**The task:** Reproduce the passage of the pandemic response text that starts at "In this regard, the" and ends at "all the agencies.".
Source text Block Start
What kind of response is being planned?

In this regard, the United Nations and the International Red Cross Movement have recently presented two humanitarian response plans, the first one amounting to USD 2 billion and the second to CHF 800 million, identifying specific objectives and areas of intervention. At this time, as international appeals are multiplying, it’ s important to pool and coordinate available forces and resources. Although Italy is among the most affected countries, we must not forget that as a Member State of the European Union, the G7 and the G20, as well as an important cooperation partner, we cannot fail to make our contribution to the global response. We have contributed to the response plan implemented by the WHO and we also count on contributing to the global humanitarian appeal launched by UN Secretary General Guterres with all the agencies.
This pandemic poses a huge risk to sustainable development and growth. Of course, cooperation programmes will be adapted to deal with its consequences, but we must also ensure that we are prepared for the next crises.

Does health protection take priority?
Source text Block End
Records shown Block Start
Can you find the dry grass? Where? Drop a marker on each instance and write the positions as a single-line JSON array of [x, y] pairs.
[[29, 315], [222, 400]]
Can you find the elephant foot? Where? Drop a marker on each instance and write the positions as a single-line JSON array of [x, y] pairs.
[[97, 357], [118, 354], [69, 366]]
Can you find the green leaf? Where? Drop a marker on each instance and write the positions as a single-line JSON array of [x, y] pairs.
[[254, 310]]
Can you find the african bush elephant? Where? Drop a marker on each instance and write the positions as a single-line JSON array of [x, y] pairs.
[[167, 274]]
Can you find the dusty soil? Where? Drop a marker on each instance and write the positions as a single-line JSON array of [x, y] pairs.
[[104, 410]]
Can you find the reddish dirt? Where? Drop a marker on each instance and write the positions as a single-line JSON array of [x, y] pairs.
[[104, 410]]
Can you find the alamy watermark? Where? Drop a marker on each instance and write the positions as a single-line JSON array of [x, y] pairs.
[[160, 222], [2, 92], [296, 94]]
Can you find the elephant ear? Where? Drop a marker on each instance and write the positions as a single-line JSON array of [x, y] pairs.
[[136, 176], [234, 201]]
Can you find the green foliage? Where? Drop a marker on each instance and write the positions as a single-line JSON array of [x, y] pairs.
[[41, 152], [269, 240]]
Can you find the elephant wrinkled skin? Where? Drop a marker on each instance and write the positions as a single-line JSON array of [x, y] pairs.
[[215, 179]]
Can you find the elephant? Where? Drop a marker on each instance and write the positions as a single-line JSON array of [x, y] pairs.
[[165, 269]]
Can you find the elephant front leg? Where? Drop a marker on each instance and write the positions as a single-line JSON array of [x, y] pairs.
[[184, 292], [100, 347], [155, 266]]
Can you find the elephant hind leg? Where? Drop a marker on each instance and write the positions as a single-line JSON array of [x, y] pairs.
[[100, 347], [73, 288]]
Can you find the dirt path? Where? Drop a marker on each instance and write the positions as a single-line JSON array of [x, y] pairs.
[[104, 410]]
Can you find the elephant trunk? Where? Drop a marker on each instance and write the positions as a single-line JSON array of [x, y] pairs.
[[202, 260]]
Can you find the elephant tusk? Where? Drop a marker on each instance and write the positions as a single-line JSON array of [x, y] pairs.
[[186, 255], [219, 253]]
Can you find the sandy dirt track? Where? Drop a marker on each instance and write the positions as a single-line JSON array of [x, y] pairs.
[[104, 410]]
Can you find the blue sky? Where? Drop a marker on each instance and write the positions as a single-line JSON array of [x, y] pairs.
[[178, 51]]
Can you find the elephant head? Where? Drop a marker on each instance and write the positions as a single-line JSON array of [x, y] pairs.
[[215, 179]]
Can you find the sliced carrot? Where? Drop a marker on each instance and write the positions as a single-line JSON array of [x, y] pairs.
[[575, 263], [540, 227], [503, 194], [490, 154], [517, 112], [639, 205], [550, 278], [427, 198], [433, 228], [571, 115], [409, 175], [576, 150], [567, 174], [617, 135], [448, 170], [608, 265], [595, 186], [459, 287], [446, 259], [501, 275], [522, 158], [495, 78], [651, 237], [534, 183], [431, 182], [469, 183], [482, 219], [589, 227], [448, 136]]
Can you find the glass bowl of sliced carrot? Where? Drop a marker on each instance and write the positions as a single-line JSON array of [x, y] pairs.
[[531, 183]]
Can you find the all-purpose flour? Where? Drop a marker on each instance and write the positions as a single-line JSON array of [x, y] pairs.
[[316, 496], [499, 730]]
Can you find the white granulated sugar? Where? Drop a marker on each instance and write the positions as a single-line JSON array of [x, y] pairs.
Records shown Block End
**Written answer:**
In this regard, the United Nations and the International Red Cross Movement have recently presented two humanitarian response plans, the first one amounting to USD 2 billion and the second to CHF 800 million, identifying specific objectives and areas of intervention. At this time, as international appeals are multiplying, it’ s important to pool and coordinate available forces and resources. Although Italy is among the most affected countries, we must not forget that as a Member State of the European Union, the G7 and the G20, as well as an important cooperation partner, we cannot fail to make our contribution to the global response. We have contributed to the response plan implemented by the WHO and we also count on contributing to the global humanitarian appeal launched by UN Secretary General Guterres with all the agencies.